• STATED EXERCISE:
Rewrite everything in the data below, from the line containing "point: brass nailhead" down to the line containing "column 414, row 441", as a JSON list of strings with one string per line, both end lines included and blank lines skipped.
· · · ·
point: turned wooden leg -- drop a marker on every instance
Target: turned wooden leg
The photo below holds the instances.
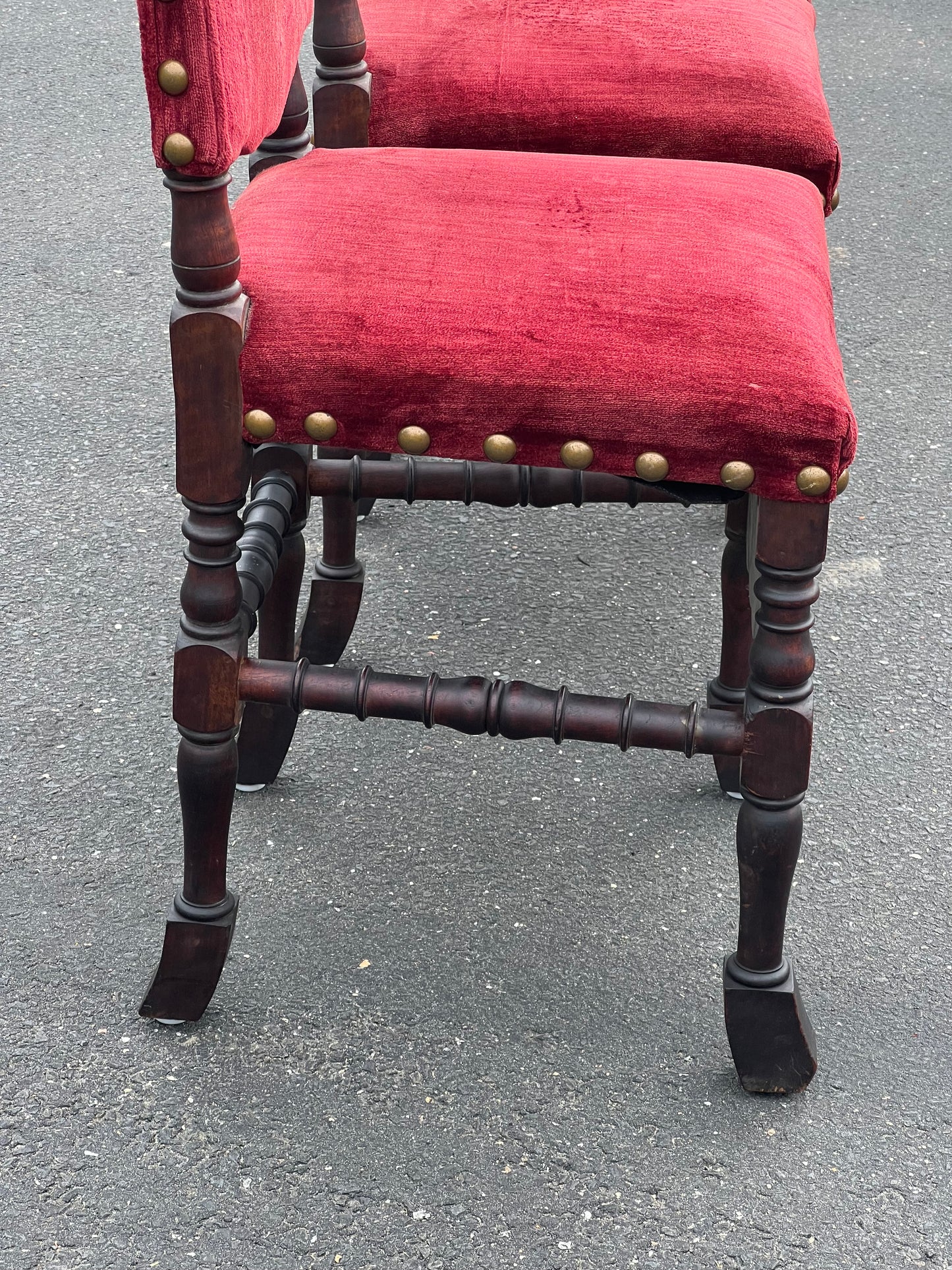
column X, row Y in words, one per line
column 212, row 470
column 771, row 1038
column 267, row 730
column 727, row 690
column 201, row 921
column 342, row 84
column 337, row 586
· · · ·
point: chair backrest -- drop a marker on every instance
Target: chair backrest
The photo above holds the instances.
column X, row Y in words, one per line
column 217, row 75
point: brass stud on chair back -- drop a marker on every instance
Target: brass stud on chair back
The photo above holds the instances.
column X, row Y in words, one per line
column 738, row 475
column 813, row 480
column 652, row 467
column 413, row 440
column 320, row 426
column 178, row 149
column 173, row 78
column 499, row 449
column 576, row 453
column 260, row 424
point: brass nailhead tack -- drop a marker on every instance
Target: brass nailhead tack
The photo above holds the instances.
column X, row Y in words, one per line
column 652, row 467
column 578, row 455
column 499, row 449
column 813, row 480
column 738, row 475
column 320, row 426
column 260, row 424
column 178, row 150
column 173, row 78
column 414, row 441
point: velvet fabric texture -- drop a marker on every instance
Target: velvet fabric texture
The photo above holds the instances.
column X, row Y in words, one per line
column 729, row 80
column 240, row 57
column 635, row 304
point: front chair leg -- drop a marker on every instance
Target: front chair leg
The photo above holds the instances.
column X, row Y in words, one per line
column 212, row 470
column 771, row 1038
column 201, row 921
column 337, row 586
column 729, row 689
· · · ·
• THE RESULT:
[
  "point: brass nailhead tack -- drop a marker on every instance",
  "Target: brass nailhead tack",
  "The photo above holds the instances.",
  "column X, row Y in words, one per line",
  "column 652, row 467",
  "column 578, row 455",
  "column 499, row 449",
  "column 813, row 480",
  "column 738, row 475",
  "column 320, row 426",
  "column 260, row 424",
  "column 178, row 150",
  "column 173, row 78",
  "column 414, row 441"
]